Start PAGE EXTRACT
Political Challenges
Ban forestry should be implemented based on studies and planned for the long-term. Politicizing forestry, especially in urban areas, could distort the city’s plan and ruin its long-term plan. The new green legacy led Prime Minister Abiy Ahmed to initiate a campaign to plant 4 billion seedlings in 2019 across Ethiopia, including more than one million seedlings distributed to Addis Ababa City by the River Basin and Green Areas Development Administration Agency. This specific campaign is simultaneously a positive initiative and a challenge. Urban forestry needs a long-term plan; the tree campaign rather focused on a speedy planting of trees, regardless of species or local microclimate. A well-thought-out urban forestry tree campaign needs proper planning, including the identification of species, matched to appropriate sites in advance, and the raising of seedlings in advance. Seedlings were distributed to all sub-cities, but the plantation sites were not planned in advance. Figure 4 shows that the seedlings are planted on the road median, which is not planned to be a median; it is designated as the route for an extension of the railway in the city’s masterplan. It is obvious that these seedlings will be uprooted in the near future once construction commences. This shows that political engagement to receive a public hearing is a challenge for planning and implementing green spaces without contradicting with the masterplan.
Social Challenges
Society’s lack of awareness of green spaces is aggravated by the ongoing rapid urbanization taking place, with it encroaching on green spaces. As shown in Figure 5, the urban population settlement critically reduces the existing green space as people move to the periphery at the expense of green areas (peri-urban forest areas). The urban population is moving toward the southern part of Addis Ababa, with agricultural fields around Kality being converted into residential areas. Development, including a highway and condominiums, is driving the expansion of the city into agricultural green space around the city.
End PAGE EXTRACT
Start INFORMATION PROVIDED
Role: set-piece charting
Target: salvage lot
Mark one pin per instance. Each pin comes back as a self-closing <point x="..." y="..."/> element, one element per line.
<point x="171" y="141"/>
End INFORMATION PROVIDED
- [WORK INSTRUCTIONS]:
• a. In the excerpt on Addis Ababa's green spaces, how many seedlings did the 2019 campaign set out to plant across Ethiopia?
• b. Write the next part of the excerpt on Addis Ababa's green spaces, beginning after its final sentence.

- [ANSWER LIST]:
• a. 4 billion seedlings.

• b.
Economic Challenges
Addis Ababa’s unemployment rate is high at 23%, with 28% of the population living below the absolute poverty line. Double-digit inflation hit a high of 38% in 2018 and 2019, and life is increasingly expensive. This economic development has direct and indirect impacts on the city’s green spaces. As per the discussion with the key informants, the riverside of Addis Ababa is encroached upon illegally by the poor, while river buffer development is challenged by the economic situation of city residents. Furthermore, city dwellers in Addis Ababa engage in fuelwood collection from its green spaces, a problem that is especially acute in the northern part of the city.

3.3.2. Positive Initiatives of Greenspace Development in Addis Ababa

Political commitments
Television media coverage of Addis Ababa’s green infrastructure represents a great opportunity to create awareness about the protection and management of the developed green spaces in the city. Such TV programs play a great role in the expansion of individual green areas or communal gardens in addition to managing the existing green spaces. This was noted by all key informant interviewees as a great opportunity for green space development in the city and for creating environmental awareness.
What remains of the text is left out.